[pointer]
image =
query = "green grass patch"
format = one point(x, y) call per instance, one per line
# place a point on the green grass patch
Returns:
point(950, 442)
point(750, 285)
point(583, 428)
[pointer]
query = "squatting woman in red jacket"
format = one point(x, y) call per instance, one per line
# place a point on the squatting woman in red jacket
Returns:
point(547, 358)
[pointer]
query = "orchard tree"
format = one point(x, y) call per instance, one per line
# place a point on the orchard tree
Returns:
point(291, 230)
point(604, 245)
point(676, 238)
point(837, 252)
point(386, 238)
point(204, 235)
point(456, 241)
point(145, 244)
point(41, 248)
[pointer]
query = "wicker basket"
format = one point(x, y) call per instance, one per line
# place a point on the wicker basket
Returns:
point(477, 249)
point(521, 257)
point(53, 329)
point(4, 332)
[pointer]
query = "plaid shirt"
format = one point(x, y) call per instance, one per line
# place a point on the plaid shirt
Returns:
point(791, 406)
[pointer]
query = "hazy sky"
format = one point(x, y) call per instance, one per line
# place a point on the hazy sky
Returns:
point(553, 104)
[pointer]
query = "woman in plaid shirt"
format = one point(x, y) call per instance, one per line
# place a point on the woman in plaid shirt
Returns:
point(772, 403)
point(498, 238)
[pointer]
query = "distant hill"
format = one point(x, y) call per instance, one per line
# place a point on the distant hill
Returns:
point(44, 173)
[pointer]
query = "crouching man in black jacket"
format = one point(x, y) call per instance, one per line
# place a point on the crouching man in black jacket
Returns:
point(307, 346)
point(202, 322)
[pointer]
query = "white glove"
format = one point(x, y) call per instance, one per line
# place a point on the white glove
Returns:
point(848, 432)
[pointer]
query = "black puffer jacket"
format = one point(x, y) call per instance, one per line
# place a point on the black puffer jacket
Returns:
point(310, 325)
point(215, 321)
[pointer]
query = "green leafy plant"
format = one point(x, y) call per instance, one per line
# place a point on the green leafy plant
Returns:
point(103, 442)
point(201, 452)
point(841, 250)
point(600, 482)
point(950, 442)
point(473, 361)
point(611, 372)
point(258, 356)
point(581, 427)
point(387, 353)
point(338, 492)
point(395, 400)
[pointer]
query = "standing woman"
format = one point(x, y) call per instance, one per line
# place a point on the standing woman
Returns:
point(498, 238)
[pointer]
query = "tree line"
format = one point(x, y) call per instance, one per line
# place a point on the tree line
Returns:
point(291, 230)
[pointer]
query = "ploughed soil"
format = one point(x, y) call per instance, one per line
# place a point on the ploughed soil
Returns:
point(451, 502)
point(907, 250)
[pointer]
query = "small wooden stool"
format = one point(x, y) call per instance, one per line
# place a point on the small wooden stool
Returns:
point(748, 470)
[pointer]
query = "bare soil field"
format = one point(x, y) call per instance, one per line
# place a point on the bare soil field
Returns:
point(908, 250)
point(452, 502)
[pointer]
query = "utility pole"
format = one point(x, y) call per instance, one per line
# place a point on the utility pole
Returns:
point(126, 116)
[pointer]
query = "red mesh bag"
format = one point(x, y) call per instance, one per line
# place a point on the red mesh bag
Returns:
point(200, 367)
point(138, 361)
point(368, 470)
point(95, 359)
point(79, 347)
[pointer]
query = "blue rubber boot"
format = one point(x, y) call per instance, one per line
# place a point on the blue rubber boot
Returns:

> **Requirement**
The whole listing above needs to be written out exactly.

> **Problem solution**
[pointer]
image =
query = "green grass patch"
format = one point(x, y) call per instance, one per line
# place a point on the green grass patch
Returns:
point(950, 442)
point(750, 285)
point(583, 428)
[pointer]
query = "squatting woman in red jacket"
format = one point(x, y) call per instance, one per line
# place a point on the squatting woman in red jacket
Returns:
point(547, 358)
[pointer]
query = "orchard tree"
format = one point(x, y) call per instance, one per line
# place a point on the orchard tree
Returns:
point(291, 230)
point(604, 245)
point(676, 238)
point(837, 252)
point(386, 238)
point(204, 235)
point(456, 241)
point(145, 244)
point(41, 248)
[pointer]
query = "wicker basket"
format = one point(x, y) call per instance, one per line
# place a point on the wicker basket
Returns:
point(477, 249)
point(521, 257)
point(53, 329)
point(4, 332)
[pointer]
query = "plaid shirt"
format = one point(x, y) call per instance, one per line
# place a point on the plaid shirt
Returns:
point(791, 406)
[pointer]
query = "hazy sky"
format = one point(x, y) call per instance, one per line
# place a point on the hazy sky
Returns:
point(553, 104)
[pointer]
query = "woman in plaid shirt"
format = one point(x, y) call per instance, one per line
# place a point on the woman in plaid shirt
Returns:
point(772, 403)
point(498, 238)
[pointer]
query = "distant hill"
format = one point(x, y) call per instance, one per line
# place a point on the distant hill
Returns:
point(44, 173)
[pointer]
query = "crouching man in black jacket"
format = one point(x, y) call per instance, one per line
# place a point on the crouching man in black jacket
Returns:
point(307, 346)
point(202, 322)
[pointer]
query = "white glove"
format = one point(x, y) call per instance, one per line
# place a point on the white glove
Returns:
point(848, 432)
[pointer]
query = "black puffer jacket"
format = one point(x, y) call per instance, one per line
# place a point on the black puffer jacket
Returns:
point(310, 325)
point(215, 321)
[pointer]
query = "green leafy plant"
format = one point(x, y) call per instance, one per line
# place a point on the green leafy plant
Returns:
point(103, 442)
point(201, 452)
point(841, 250)
point(600, 482)
point(950, 442)
point(473, 361)
point(611, 372)
point(258, 356)
point(581, 427)
point(387, 353)
point(338, 492)
point(395, 400)
[pointer]
query = "standing woman"
format = one point(x, y) call per instance, one per line
# place a point on the standing woman
Returns:
point(498, 238)
[pointer]
query = "tree line"
format = one point(x, y) call per instance, one per line
# place a point on the tree line
Returns:
point(291, 230)
[pointer]
query = "ploughed soil"
format = one point(x, y) call per instance, one per line
# place a point on the ploughed soil
Returns:
point(451, 502)
point(907, 250)
[pointer]
query = "small wooden stool"
format = one point(x, y) call per instance, one per line
# place a point on the small wooden stool
Returns:
point(748, 470)
[pointer]
query = "bare soil field"
format = one point(x, y) call per instance, one per line
# place a point on the bare soil field
Returns:
point(908, 250)
point(452, 502)
[pointer]
query = "utility pole"
format = one point(x, y) call per instance, one per line
# place a point on the utility pole
Returns:
point(126, 116)
[pointer]
query = "red mesh bag"
format = one point(x, y) call per instance, one per line
# place a point on the red mesh bag
Returns:
point(200, 367)
point(138, 361)
point(368, 470)
point(95, 359)
point(79, 347)
[pointer]
query = "blue rubber boot"
format = one point(x, y) call per instance, one per line
# place a point on the blue rubber boot
Returns:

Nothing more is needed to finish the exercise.